- **EXERCISE INSTRUCTIONS**
Repeat each record below exactly as given.

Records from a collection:
BEGIN

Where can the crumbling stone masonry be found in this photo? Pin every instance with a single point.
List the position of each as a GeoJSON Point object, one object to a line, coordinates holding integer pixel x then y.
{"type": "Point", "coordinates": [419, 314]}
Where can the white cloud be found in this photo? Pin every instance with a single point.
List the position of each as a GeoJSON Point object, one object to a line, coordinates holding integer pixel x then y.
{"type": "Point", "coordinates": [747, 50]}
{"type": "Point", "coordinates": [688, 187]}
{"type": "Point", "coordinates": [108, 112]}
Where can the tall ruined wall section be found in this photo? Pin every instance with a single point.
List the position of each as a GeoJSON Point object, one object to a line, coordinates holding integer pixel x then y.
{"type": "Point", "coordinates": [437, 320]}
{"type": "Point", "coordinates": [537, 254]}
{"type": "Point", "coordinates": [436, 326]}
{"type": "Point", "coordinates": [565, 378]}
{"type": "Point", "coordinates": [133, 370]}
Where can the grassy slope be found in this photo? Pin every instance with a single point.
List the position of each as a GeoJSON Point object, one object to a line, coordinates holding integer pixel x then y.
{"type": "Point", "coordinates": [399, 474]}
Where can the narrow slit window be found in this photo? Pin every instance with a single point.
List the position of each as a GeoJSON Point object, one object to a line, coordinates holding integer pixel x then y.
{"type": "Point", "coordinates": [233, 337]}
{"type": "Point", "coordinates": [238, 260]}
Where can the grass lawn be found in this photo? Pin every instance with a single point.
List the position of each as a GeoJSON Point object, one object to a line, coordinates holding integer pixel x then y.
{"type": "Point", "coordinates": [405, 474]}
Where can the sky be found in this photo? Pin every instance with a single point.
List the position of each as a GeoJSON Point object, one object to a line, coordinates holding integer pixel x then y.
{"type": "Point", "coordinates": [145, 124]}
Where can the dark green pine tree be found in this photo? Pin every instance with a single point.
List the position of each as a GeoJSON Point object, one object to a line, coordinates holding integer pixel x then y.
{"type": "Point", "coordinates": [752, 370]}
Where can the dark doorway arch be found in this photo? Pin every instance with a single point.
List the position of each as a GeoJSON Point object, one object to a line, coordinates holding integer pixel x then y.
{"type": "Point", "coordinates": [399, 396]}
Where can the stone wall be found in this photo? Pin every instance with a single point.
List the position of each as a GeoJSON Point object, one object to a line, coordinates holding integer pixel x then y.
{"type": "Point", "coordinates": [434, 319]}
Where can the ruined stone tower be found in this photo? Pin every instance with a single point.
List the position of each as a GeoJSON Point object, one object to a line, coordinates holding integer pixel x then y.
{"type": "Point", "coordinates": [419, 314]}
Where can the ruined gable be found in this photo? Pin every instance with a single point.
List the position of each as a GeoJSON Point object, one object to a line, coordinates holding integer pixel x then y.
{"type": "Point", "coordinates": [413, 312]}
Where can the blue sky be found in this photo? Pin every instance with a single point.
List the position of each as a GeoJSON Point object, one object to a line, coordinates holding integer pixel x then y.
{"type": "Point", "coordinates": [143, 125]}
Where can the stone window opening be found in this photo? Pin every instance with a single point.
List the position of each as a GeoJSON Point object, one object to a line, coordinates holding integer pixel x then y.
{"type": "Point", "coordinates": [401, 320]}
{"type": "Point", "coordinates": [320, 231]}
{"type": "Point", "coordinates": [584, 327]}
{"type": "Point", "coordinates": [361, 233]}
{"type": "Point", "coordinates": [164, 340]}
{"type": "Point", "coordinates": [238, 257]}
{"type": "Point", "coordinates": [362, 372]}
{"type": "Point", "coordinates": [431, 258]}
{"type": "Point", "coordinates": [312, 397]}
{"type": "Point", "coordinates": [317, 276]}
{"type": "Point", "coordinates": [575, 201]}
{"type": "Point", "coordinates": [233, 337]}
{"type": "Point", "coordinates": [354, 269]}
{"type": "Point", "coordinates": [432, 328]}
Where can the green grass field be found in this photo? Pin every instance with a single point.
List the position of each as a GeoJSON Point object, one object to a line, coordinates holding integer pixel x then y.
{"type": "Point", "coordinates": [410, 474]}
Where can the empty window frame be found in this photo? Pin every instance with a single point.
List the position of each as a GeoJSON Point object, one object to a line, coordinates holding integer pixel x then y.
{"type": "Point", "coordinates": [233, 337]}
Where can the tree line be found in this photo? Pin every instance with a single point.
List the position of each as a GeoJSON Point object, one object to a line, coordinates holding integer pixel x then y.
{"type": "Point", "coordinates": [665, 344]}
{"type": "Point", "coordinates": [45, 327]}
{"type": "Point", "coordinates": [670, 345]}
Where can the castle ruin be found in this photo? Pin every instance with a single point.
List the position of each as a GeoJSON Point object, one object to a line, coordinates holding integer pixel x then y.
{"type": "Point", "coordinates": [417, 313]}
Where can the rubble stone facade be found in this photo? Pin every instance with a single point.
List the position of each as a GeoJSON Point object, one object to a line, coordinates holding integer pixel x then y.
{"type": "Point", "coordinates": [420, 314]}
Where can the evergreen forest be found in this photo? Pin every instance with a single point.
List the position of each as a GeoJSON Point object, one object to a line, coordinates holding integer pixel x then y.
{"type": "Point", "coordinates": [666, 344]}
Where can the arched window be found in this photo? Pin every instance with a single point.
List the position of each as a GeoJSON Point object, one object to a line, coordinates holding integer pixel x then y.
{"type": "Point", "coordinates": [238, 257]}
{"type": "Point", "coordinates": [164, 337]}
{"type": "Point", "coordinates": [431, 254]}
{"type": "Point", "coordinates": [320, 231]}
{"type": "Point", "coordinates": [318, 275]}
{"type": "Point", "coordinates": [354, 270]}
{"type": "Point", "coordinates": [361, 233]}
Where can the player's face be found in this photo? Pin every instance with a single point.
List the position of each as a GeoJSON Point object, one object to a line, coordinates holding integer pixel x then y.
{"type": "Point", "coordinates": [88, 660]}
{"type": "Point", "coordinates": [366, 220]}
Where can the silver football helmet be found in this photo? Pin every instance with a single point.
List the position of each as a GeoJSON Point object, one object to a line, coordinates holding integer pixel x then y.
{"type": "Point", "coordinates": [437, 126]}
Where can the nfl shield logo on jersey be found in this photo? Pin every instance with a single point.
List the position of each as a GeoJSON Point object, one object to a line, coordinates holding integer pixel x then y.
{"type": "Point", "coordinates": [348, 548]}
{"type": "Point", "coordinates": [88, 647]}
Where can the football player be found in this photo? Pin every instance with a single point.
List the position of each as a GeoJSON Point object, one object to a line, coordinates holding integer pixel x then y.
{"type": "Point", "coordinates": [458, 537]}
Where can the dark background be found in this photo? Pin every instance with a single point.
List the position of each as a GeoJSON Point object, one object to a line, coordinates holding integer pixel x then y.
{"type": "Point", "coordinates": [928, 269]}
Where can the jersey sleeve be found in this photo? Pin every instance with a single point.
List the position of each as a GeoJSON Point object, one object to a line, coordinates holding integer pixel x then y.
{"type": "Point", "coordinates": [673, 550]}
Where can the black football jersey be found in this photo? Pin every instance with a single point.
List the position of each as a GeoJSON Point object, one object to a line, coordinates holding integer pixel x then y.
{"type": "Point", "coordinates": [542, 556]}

END

- **ANSWER SPACE**
Where can the crumbling stone masonry be found in this photo? Pin every instance with a single point.
List the position of each as a GeoJSON Point object, one object to a line, coordinates holding integer pixel x then y.
{"type": "Point", "coordinates": [419, 314]}
Where can the white cloud be found in this photo? Pin every instance with a single point.
List the position of each as a GeoJSON Point object, one object to a line, coordinates holding integer pixel x then y.
{"type": "Point", "coordinates": [747, 50]}
{"type": "Point", "coordinates": [688, 187]}
{"type": "Point", "coordinates": [108, 112]}
Where can the tall ruined wall section be found in this photo? Pin every instance with a single point.
List the position of each as a GeoJSON Point object, one object to a line, coordinates holding integer pixel x then y.
{"type": "Point", "coordinates": [437, 320]}
{"type": "Point", "coordinates": [537, 254]}
{"type": "Point", "coordinates": [436, 326]}
{"type": "Point", "coordinates": [565, 378]}
{"type": "Point", "coordinates": [133, 370]}
Where can the grassy slope be found in this photo? Pin every instance with a single point.
List the position of each as a GeoJSON Point object, one object to a line, coordinates holding integer pixel x then y.
{"type": "Point", "coordinates": [399, 474]}
Where can the narrow slit window be found in this photo? Pin every instance with a single point.
List the position of each as a GeoJSON Point object, one object to a line, coordinates holding integer pixel x then y.
{"type": "Point", "coordinates": [233, 337]}
{"type": "Point", "coordinates": [238, 260]}
Where can the grass lawn be found in this photo? Pin every instance with a single point.
List the position of each as a GeoJSON Point object, one object to a line, coordinates holding integer pixel x then y.
{"type": "Point", "coordinates": [405, 474]}
Where can the sky be found in this photo? Pin every instance with a single point.
List the position of each as a GeoJSON Point object, one object to a line, coordinates holding integer pixel x then y.
{"type": "Point", "coordinates": [145, 124]}
Where can the dark green pine tree be found in this photo? Pin every instance with a single point.
List the position of each as a GeoJSON Point object, one object to a line, coordinates holding integer pixel x then y.
{"type": "Point", "coordinates": [752, 370]}
Where can the dark doorway arch be found in this photo? Pin every instance with a single point.
List the position of each as a GeoJSON Point object, one object to a line, coordinates holding integer pixel x then y.
{"type": "Point", "coordinates": [399, 396]}
Where can the stone wall be found in this photo? Pin every instance with a single point.
List the position of each as a GeoJSON Point object, one object to a line, coordinates holding integer pixel x then y.
{"type": "Point", "coordinates": [434, 319]}
Where can the ruined stone tower be found in this photo? Pin every instance with a single point.
List the position of each as a GeoJSON Point object, one object to a line, coordinates holding integer pixel x then y.
{"type": "Point", "coordinates": [419, 314]}
Where can the ruined gable be found in this photo? Pin every instance with a single point.
List the position of each as a GeoJSON Point object, one object to a line, coordinates holding integer pixel x then y.
{"type": "Point", "coordinates": [413, 312]}
Where can the blue sky be found in this photo? Pin every instance with a single point.
List the position of each as a GeoJSON Point object, one object to a line, coordinates holding integer pixel x then y.
{"type": "Point", "coordinates": [143, 125]}
Where can the stone window opening be found in this photo? Pin every instance with a single point.
List the position of each as a GeoJSON Point object, one object to a line, coordinates holding integer pixel x then y.
{"type": "Point", "coordinates": [401, 320]}
{"type": "Point", "coordinates": [320, 231]}
{"type": "Point", "coordinates": [584, 327]}
{"type": "Point", "coordinates": [361, 233]}
{"type": "Point", "coordinates": [164, 340]}
{"type": "Point", "coordinates": [238, 257]}
{"type": "Point", "coordinates": [362, 372]}
{"type": "Point", "coordinates": [431, 258]}
{"type": "Point", "coordinates": [312, 397]}
{"type": "Point", "coordinates": [317, 276]}
{"type": "Point", "coordinates": [575, 201]}
{"type": "Point", "coordinates": [233, 337]}
{"type": "Point", "coordinates": [354, 269]}
{"type": "Point", "coordinates": [432, 328]}
Where can the green grass field be found in this photo? Pin every instance with a single point.
List the position of each as a GeoJSON Point object, one object to a line, coordinates holding integer pixel x then y.
{"type": "Point", "coordinates": [410, 474]}
Where can the empty window frame be found in this photo? Pin every instance with a single point.
List the position of each as a GeoJSON Point object, one object to a line, coordinates holding integer pixel x then y.
{"type": "Point", "coordinates": [233, 337]}
Where can the tree line be found in this photo? Pin every instance with a single point.
List the position of each as a GeoJSON Point object, one object to a line, coordinates holding integer pixel x then y.
{"type": "Point", "coordinates": [665, 344]}
{"type": "Point", "coordinates": [45, 327]}
{"type": "Point", "coordinates": [670, 345]}
Where can the castle ruin be found in this photo? Pin every instance with a single point.
List the position of each as a GeoJSON Point object, one object to a line, coordinates holding integer pixel x then y.
{"type": "Point", "coordinates": [417, 313]}
Where can the rubble stone facade be found in this photo? Pin every instance with a single point.
List the position of each as a GeoJSON Point object, one object to a line, coordinates holding integer pixel x then y.
{"type": "Point", "coordinates": [420, 314]}
Where can the evergreen forest be found in this photo? Pin every instance with a single point.
List the position of each as a GeoJSON Point object, one object to a line, coordinates holding integer pixel x then y.
{"type": "Point", "coordinates": [666, 344]}
Where can the arched window be found in this photo? Pin every instance with a single point.
List the position of each as a GeoJSON Point object, one object to a line, coordinates holding integer pixel x then y.
{"type": "Point", "coordinates": [238, 257]}
{"type": "Point", "coordinates": [164, 337]}
{"type": "Point", "coordinates": [431, 254]}
{"type": "Point", "coordinates": [320, 231]}
{"type": "Point", "coordinates": [318, 275]}
{"type": "Point", "coordinates": [354, 270]}
{"type": "Point", "coordinates": [361, 233]}
Where can the player's face be found in this photo? Pin every instance with a single point.
List the position of each as a GeoJSON Point object, one object to a line, coordinates holding integer pixel x then y.
{"type": "Point", "coordinates": [88, 660]}
{"type": "Point", "coordinates": [366, 220]}
Where can the silver football helmet be found in this photo? Pin every instance with a single point.
List the position of each as a GeoJSON Point object, one object to a line, coordinates holding integer pixel x then y.
{"type": "Point", "coordinates": [437, 126]}
Where can the nfl shield logo on jersey be found in this photo? Pin every instance with a single point.
List the position of each as a GeoJSON Point object, one object to a line, coordinates holding integer pixel x then y.
{"type": "Point", "coordinates": [348, 548]}
{"type": "Point", "coordinates": [88, 647]}
Where can the football player be found in this photo? Pin every instance with a single point.
List the position of each as a GeoJSON Point object, one object to a line, coordinates holding integer pixel x then y.
{"type": "Point", "coordinates": [458, 537]}
Where can the dark background be found in this photo? Pin every instance with a single point.
List the position of each as a GeoJSON Point object, one object to a line, coordinates holding integer pixel x then y.
{"type": "Point", "coordinates": [928, 269]}
Where can the jersey sleeve be found in this photo? Pin every instance with a single point.
List the position of each as a GeoJSON Point object, one object to a line, coordinates holding integer pixel x then y.
{"type": "Point", "coordinates": [673, 550]}
Where can the black football jersey be found in this photo? Pin every instance with a single point.
List the position of each as a GeoJSON Point object, one object to a line, coordinates holding integer pixel x then y.
{"type": "Point", "coordinates": [542, 556]}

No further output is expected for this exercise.